- [WORK REQUIRED]:
Your job is to write out each record exactly, leaving none out.
━━ INFORMATION PROVIDED
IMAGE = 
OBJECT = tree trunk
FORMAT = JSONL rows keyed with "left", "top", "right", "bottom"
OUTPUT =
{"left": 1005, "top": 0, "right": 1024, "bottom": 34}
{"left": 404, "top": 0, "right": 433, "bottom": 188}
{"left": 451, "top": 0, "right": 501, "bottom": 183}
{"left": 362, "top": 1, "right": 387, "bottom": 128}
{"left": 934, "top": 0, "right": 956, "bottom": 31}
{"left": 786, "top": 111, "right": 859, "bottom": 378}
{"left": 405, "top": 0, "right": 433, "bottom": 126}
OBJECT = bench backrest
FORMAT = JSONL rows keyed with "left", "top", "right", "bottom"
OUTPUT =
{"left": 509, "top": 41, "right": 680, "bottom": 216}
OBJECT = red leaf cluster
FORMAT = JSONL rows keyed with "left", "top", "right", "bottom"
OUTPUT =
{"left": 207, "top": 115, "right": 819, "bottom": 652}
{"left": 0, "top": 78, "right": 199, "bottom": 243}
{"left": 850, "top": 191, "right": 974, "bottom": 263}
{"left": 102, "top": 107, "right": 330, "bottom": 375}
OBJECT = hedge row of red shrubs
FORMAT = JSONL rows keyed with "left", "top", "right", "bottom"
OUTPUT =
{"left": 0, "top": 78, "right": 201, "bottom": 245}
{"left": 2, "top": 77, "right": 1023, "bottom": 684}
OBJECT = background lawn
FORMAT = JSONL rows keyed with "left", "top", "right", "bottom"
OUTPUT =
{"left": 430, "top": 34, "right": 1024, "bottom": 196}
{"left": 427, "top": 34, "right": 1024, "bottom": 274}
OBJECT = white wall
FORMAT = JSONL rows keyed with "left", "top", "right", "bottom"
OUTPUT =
━━━━
- [EXPECTED ANSWER]:
IMAGE = 
OBJECT = tree trunk
FORMAT = JSONL rows keyed with "left", "top", "right", "bottom"
OUTPUT =
{"left": 1005, "top": 0, "right": 1024, "bottom": 34}
{"left": 404, "top": 0, "right": 433, "bottom": 188}
{"left": 451, "top": 0, "right": 501, "bottom": 183}
{"left": 362, "top": 1, "right": 387, "bottom": 128}
{"left": 934, "top": 0, "right": 956, "bottom": 31}
{"left": 786, "top": 111, "right": 859, "bottom": 378}
{"left": 405, "top": 0, "right": 433, "bottom": 126}
OBJECT = bench backrest
FORMAT = JSONL rows keyed with "left", "top", "right", "bottom"
OUTPUT =
{"left": 509, "top": 41, "right": 680, "bottom": 216}
OBJECT = red leaf cluster
FORMAT = JSONL rows keyed with "left", "top", "right", "bottom"
OUTPUT =
{"left": 207, "top": 115, "right": 819, "bottom": 652}
{"left": 0, "top": 78, "right": 199, "bottom": 243}
{"left": 850, "top": 191, "right": 974, "bottom": 263}
{"left": 102, "top": 107, "right": 330, "bottom": 375}
OBJECT = hedge row of red shrubs
FORMAT = JSONL rows keyed with "left", "top", "right", "bottom"
OUTPUT =
{"left": 0, "top": 78, "right": 201, "bottom": 245}
{"left": 2, "top": 77, "right": 1023, "bottom": 684}
OBJECT = background lawn
FORMAT = JSONL rows keyed with "left", "top", "right", "bottom"
OUTPUT =
{"left": 430, "top": 34, "right": 1024, "bottom": 196}
{"left": 427, "top": 34, "right": 1024, "bottom": 274}
OBJECT = white wall
FORMAT = JSONL rows keyed with "left", "top", "right", "bottom"
OUTPUT =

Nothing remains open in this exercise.